**TASK DETAILS**
Locate every line in the records below that contains the word "background" and copy each such line. Case counts.

**Dataset records on object locations**
-.-.-
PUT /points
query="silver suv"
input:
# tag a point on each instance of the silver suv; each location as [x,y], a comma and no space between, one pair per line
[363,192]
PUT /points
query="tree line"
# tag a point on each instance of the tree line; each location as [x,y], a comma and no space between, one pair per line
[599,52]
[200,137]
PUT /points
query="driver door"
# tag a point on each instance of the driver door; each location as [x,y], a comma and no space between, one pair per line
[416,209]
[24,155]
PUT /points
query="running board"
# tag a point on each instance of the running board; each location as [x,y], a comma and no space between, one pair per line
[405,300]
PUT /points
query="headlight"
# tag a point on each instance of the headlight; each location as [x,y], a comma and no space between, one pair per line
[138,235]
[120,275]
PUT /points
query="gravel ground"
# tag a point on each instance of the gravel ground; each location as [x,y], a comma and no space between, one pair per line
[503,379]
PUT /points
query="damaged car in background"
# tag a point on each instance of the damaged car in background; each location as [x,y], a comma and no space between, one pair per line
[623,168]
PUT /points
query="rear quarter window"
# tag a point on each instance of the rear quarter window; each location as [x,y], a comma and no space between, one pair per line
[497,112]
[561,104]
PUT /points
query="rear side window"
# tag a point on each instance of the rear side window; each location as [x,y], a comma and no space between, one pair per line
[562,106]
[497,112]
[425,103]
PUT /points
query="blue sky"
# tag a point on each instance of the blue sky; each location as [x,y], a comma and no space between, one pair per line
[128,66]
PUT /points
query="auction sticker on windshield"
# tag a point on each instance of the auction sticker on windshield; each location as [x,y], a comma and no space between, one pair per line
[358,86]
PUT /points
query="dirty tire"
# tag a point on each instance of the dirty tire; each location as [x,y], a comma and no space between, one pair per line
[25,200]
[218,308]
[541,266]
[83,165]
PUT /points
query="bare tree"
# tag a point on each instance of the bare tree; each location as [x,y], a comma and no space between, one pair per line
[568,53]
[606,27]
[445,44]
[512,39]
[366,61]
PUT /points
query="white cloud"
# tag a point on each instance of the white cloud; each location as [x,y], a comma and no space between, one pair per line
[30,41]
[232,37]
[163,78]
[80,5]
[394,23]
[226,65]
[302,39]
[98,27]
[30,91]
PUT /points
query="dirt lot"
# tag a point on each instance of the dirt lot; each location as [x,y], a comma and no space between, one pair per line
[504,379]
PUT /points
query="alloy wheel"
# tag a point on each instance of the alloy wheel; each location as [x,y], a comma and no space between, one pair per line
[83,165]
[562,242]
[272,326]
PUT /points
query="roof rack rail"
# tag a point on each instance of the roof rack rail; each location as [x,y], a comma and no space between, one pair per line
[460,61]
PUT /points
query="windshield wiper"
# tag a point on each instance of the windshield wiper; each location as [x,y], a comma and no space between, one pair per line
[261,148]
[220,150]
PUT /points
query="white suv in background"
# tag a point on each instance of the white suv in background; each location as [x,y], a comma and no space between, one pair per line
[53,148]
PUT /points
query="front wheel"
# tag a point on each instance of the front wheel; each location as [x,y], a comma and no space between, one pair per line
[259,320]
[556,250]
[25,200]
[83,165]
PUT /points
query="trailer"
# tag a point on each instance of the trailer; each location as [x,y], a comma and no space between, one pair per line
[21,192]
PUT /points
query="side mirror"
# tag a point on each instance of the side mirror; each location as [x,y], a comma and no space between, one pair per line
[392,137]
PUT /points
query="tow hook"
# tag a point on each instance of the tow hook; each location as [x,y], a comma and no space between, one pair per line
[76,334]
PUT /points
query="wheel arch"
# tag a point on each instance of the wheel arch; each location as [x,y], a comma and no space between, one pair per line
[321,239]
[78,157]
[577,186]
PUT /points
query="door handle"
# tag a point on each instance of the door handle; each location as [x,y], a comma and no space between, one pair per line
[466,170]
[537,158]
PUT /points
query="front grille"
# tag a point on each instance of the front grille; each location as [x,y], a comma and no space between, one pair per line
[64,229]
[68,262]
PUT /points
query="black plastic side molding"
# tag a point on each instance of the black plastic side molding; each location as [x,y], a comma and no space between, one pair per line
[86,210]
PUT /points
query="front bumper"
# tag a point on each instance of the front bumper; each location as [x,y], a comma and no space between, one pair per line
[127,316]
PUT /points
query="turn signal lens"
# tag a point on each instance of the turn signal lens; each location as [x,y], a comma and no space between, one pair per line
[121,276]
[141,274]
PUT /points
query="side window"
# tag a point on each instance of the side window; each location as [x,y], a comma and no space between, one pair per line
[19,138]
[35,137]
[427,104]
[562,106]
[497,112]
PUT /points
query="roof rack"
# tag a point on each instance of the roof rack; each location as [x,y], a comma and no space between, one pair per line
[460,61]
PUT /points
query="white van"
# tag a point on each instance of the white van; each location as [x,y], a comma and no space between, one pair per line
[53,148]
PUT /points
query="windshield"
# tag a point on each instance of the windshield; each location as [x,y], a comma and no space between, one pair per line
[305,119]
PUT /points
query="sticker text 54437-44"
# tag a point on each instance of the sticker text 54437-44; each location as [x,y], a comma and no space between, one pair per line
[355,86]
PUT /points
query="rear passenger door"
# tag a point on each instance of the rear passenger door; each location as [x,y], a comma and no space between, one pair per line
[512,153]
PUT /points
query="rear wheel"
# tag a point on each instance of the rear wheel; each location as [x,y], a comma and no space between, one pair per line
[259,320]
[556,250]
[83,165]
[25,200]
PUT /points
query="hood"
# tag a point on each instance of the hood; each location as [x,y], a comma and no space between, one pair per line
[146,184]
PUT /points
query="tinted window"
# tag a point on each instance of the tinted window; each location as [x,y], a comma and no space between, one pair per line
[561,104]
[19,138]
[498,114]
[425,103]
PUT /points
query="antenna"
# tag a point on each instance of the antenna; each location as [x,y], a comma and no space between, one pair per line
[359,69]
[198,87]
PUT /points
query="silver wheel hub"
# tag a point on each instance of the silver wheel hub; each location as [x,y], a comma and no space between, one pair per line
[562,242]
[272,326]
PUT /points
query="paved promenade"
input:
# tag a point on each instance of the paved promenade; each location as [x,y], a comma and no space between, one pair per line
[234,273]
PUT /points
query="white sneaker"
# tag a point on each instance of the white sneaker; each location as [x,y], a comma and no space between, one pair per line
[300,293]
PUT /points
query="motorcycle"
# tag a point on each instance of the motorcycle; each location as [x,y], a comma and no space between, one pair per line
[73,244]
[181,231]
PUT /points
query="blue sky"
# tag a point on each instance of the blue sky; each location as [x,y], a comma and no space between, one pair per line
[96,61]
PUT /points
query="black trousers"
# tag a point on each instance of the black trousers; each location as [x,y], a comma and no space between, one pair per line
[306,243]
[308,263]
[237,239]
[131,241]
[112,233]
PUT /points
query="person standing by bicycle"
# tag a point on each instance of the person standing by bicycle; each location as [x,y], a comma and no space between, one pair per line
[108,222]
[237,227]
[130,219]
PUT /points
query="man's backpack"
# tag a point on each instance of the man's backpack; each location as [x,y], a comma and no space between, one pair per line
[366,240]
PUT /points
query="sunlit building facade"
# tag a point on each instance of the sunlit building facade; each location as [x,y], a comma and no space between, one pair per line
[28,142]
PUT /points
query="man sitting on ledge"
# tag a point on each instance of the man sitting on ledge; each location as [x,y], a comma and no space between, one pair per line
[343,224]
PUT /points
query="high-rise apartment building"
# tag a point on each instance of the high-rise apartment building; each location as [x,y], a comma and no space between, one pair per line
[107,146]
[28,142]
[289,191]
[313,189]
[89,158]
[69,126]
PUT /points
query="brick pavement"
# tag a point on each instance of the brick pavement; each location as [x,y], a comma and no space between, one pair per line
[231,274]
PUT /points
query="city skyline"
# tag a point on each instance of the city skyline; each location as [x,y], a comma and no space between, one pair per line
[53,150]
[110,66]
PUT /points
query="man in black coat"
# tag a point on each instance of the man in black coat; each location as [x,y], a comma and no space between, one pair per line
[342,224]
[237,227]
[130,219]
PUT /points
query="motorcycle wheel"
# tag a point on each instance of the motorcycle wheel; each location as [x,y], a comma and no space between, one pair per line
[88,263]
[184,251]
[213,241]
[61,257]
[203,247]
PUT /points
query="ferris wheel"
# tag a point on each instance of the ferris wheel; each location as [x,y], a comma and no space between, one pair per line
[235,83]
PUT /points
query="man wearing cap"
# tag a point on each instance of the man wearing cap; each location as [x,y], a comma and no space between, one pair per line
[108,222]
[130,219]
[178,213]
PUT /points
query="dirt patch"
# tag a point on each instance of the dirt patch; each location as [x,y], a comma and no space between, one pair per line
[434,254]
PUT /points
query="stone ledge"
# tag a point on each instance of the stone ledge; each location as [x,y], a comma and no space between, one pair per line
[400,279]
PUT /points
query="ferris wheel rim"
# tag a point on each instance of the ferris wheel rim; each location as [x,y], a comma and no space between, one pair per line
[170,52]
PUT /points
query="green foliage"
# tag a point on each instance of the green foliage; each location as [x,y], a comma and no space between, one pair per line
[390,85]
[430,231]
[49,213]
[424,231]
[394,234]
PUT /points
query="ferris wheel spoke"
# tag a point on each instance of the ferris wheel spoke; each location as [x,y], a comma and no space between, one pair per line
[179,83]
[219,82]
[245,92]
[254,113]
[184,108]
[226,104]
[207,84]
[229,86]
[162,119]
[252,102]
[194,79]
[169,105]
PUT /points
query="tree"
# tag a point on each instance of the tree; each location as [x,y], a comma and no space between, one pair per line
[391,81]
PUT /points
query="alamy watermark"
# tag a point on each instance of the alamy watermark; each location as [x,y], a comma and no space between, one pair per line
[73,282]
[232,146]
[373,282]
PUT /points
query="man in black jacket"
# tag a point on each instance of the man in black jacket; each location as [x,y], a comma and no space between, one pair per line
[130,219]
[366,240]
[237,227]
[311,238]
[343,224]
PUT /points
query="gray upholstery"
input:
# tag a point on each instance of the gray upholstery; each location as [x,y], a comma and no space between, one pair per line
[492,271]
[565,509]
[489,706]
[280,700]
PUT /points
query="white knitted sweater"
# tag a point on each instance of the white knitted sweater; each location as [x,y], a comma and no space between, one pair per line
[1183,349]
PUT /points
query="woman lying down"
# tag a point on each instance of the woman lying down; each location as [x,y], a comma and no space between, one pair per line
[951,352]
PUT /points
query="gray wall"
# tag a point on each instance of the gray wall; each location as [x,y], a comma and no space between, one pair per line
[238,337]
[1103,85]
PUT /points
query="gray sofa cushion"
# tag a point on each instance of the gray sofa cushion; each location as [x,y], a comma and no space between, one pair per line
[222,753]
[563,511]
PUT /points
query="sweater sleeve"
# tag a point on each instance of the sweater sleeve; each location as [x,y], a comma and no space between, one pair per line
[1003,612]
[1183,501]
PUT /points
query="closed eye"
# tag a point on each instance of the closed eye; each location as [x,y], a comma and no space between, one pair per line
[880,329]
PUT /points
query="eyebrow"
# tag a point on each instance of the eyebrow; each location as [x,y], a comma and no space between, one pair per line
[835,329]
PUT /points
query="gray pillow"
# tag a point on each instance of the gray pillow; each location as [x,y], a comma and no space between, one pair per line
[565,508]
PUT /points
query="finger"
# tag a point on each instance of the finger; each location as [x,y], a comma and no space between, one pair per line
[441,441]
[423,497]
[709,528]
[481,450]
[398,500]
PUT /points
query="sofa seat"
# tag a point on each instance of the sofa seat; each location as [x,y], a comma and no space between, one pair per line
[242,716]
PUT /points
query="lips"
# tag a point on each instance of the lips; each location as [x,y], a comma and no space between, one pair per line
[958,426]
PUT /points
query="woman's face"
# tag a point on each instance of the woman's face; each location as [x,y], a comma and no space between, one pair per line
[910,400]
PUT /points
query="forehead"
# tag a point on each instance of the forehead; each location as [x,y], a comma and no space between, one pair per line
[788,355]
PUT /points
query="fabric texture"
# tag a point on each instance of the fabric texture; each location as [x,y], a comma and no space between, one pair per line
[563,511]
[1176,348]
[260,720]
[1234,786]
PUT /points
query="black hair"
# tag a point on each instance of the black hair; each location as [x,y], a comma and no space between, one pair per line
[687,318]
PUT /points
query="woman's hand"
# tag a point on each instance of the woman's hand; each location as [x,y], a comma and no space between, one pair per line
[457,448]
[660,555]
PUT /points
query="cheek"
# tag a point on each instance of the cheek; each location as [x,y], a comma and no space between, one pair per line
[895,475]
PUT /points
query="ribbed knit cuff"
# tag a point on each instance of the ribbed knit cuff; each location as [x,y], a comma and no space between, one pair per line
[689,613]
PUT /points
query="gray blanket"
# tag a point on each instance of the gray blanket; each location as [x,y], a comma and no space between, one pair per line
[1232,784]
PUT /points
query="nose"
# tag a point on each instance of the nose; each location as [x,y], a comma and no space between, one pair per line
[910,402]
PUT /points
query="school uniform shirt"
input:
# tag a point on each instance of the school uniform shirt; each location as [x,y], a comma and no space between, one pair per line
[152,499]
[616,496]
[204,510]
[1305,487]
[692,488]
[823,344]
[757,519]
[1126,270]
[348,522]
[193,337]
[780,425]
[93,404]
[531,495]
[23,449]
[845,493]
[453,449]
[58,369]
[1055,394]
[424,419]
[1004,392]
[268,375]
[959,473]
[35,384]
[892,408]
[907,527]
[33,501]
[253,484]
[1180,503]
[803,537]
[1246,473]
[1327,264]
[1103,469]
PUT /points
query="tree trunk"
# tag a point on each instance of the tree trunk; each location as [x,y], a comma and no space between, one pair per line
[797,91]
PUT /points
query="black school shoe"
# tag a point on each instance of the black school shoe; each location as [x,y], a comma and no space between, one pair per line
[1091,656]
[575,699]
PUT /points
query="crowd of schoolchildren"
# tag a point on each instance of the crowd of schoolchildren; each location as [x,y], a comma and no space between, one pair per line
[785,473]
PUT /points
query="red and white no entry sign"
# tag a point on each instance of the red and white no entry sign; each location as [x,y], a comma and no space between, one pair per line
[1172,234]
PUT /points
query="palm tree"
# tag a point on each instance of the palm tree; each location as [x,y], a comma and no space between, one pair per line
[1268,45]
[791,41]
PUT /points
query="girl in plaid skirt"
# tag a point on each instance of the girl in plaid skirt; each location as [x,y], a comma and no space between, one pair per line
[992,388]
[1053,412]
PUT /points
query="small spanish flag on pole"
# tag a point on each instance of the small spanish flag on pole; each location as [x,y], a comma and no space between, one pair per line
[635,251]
-.-.-
**EXERCISE RESULT**
query="damaged car in background"
# tag a point on each instance of the damaged car in background; each location as [x,y], a comma and no space between, one pair per line
query="white suv in background"
# tag a point on each instance of the white suv in background; each location as [x,y], a comma and no space between, one pair per line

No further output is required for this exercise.